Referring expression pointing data
____

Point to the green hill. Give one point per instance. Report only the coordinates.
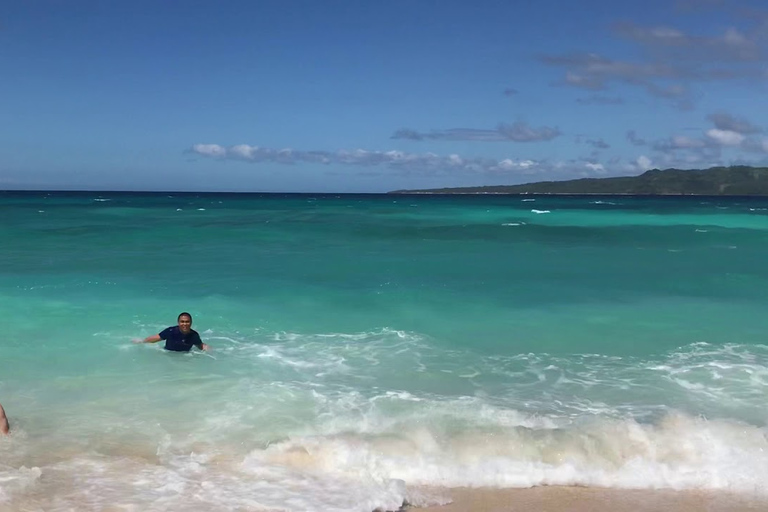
(717, 181)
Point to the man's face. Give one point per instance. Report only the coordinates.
(185, 324)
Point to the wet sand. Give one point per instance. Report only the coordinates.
(583, 499)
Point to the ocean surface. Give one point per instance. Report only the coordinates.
(368, 350)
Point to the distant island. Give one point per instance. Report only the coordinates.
(717, 181)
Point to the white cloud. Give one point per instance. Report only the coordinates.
(725, 137)
(393, 159)
(595, 167)
(212, 150)
(681, 141)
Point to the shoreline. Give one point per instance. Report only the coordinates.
(590, 499)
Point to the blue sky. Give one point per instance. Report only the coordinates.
(363, 96)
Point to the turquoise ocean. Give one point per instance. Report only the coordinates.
(369, 350)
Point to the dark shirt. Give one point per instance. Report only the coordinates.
(179, 342)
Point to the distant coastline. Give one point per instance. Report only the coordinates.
(716, 181)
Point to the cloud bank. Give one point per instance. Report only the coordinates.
(517, 132)
(396, 160)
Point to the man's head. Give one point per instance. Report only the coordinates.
(185, 322)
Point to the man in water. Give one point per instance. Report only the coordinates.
(4, 427)
(180, 338)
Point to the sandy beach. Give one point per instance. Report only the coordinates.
(582, 499)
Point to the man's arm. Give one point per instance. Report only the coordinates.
(149, 339)
(4, 427)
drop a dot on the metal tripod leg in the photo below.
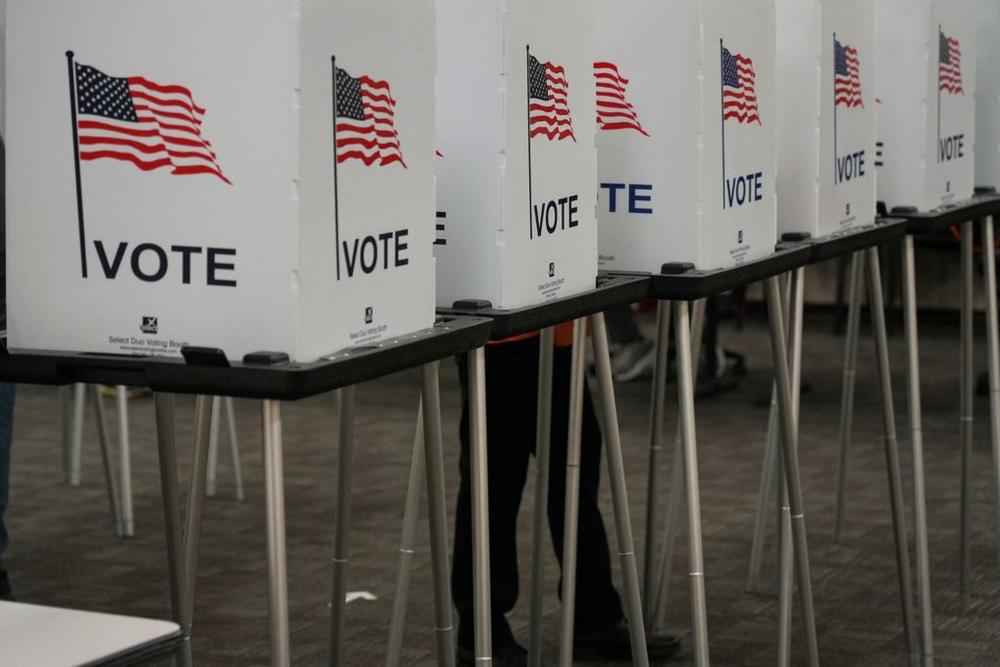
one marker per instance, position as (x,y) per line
(76,435)
(341,547)
(213,448)
(855,291)
(670,525)
(543,436)
(411,511)
(891,448)
(768,480)
(789,442)
(125,462)
(796,303)
(967,375)
(110,479)
(480,508)
(993,354)
(619,493)
(917,440)
(234,448)
(196,498)
(696,565)
(657,409)
(167,450)
(572,512)
(437,515)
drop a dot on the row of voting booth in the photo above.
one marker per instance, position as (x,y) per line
(145,186)
(298,181)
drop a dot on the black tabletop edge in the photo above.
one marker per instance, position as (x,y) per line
(850,241)
(287,381)
(145,654)
(611,290)
(698,284)
(968,210)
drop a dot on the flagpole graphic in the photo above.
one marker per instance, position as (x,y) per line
(531,228)
(336,201)
(722,113)
(836,55)
(71,66)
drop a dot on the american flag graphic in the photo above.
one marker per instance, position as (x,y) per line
(739,96)
(365,125)
(548,101)
(949,64)
(136,120)
(846,76)
(614,112)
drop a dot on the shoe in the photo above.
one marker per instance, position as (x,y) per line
(635,361)
(506,651)
(614,643)
(6,592)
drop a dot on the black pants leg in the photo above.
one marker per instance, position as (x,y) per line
(511,392)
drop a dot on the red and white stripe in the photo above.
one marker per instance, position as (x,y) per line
(614,111)
(950,73)
(741,103)
(551,118)
(167,134)
(375,139)
(847,89)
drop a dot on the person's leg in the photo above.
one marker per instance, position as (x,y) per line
(511,388)
(597,603)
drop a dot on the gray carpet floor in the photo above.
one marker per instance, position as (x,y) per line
(63,551)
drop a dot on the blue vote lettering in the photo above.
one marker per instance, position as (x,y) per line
(639,194)
(744,189)
(851,166)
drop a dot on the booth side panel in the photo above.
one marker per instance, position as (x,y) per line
(472,165)
(649,189)
(181,231)
(367,264)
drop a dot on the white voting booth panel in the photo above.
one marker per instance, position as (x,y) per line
(517,170)
(988,94)
(686,132)
(172,177)
(925,86)
(826,146)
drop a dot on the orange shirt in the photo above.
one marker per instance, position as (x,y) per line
(563,335)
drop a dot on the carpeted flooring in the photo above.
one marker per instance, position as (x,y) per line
(63,551)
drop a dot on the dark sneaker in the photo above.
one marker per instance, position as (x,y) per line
(6,593)
(614,643)
(506,651)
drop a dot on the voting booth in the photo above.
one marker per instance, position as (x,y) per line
(516,166)
(686,132)
(925,86)
(988,94)
(232,174)
(826,111)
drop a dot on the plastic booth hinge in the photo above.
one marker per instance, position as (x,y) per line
(676,268)
(265,358)
(205,356)
(472,304)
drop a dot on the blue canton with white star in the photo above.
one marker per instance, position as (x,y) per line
(101,95)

____

--- WHAT IS EXPECTED ---
Make a word-for-word copy of the entries, without any pictures.

--- RESULT FOR THIS EXERCISE ---
Point to the green hill. Give one point per instance. Report only the coordinates.
(717, 181)
Point to the man's face. Give one point per instance. Report only the coordinates.
(185, 324)
Point to the wet sand. Give one point per instance. Report only the coordinates.
(583, 499)
Point to the ocean surface. Give one point per instance. Report only the coordinates.
(368, 350)
Point to the distant island. Give one point per instance. Report only the coordinates.
(717, 181)
Point to the white cloud. Give one point per instance. Report only the coordinates.
(725, 137)
(393, 159)
(595, 167)
(212, 150)
(681, 141)
Point to the shoreline. Give one point per instance. Report only the coordinates.
(590, 499)
Point to the blue sky. Give one point per instance. Report only the coordinates.
(363, 96)
Point to the turquoise ocean. Give one point per instance. Report only the coordinates.
(369, 350)
Point to the dark shirt. Give one point per instance. Report only the coordinates.
(179, 342)
Point to the distant coastline. Give one point per instance. Report only the coordinates.
(716, 181)
Point to the cloud bank. Give one point per instance. Report only the coordinates.
(517, 132)
(396, 160)
Point to the man's head. Give one point per instance. Report only the coordinates.
(185, 322)
Point to the man in water. Give one point per instance. Report only the coordinates.
(4, 427)
(180, 338)
Point to the sandy beach. Give one point per instance. Report only the coordinates.
(582, 499)
Point to the man's arm. Give one point per instance. Report only the coordinates.
(149, 339)
(4, 427)
drop a dot on the metal tripod leg in the photo below.
one marker per instance, position as (x,y) per line
(76,435)
(341,547)
(213,448)
(855,291)
(670,525)
(543,436)
(411,511)
(891,448)
(768,480)
(789,442)
(125,462)
(796,303)
(967,375)
(110,479)
(480,508)
(993,354)
(619,493)
(917,440)
(234,448)
(196,498)
(696,565)
(657,409)
(167,450)
(572,512)
(437,515)
drop a dot on the row of voting booth in the photo above.
one marker per instance, position as (x,y) per line
(145,186)
(298,181)
drop a dot on the black tabletop edge in the photo above.
one marker per instance, position as (x,y) per line
(850,241)
(287,381)
(145,654)
(611,290)
(698,284)
(968,210)
drop a dot on the flagpole graphic in the photo above.
one marker per instance, position as (x,y) per line
(531,228)
(336,201)
(722,113)
(836,55)
(71,66)
drop a dot on the american flag graphic in the photo above.
one marker per instance, position as (x,y) per line
(739,96)
(365,125)
(548,101)
(949,64)
(136,120)
(846,76)
(614,112)
drop a dot on the shoe in the photo above.
one marker per instance, position as (x,y) per line
(635,361)
(506,651)
(614,643)
(6,592)
drop a dot on the black pants leg in the photo above.
one marker per instance, position as (x,y) per line
(511,392)
drop a dot on the red and white stripe in the photo above.
one marker per instance, position as (x,y) per line
(614,111)
(950,73)
(741,103)
(551,118)
(167,134)
(375,139)
(847,89)
drop a dot on the person's leg in the photo above.
one marker per instance, position as (x,y) per line
(511,388)
(597,603)
drop a dot on the gray carpet floor in the photo above.
one marker per instance, position as (x,y) per line
(63,551)
drop a dot on the blue vote lettering in the photo above.
one marker per instance, position as (x,y) per line
(639,194)
(744,189)
(851,166)
drop a dot on the booth side panel in the photo above.
one marker per instance, position as (x,y) per line
(472,165)
(649,189)
(181,231)
(367,264)
drop a dot on the white voting booth panel in the photo above.
one marker per instance, position as (x,y) per line
(517,170)
(988,94)
(686,132)
(172,177)
(925,86)
(826,146)
drop a dot on the orange shirt in the photo above.
one marker per instance, position as (x,y) per line
(563,335)
drop a dot on the carpeted flooring in the photo above.
one marker per instance, position as (x,y) per line
(63,551)
drop a dot on the dark sneaker in the photo above.
one marker per instance, position as (x,y) per line
(6,593)
(614,643)
(506,651)
drop a dot on the voting booth in the photo above.
one marker per instance, position as (x,y) per line
(516,166)
(686,132)
(925,86)
(988,94)
(232,174)
(826,111)
drop a dot on the plastic booth hinge in the photo above.
one marker per instance, position as (x,y) per line
(676,268)
(265,358)
(205,356)
(472,304)
drop a dot on the blue canton with white star in the photo above.
one marker per instance, position as (x,y) per line
(101,95)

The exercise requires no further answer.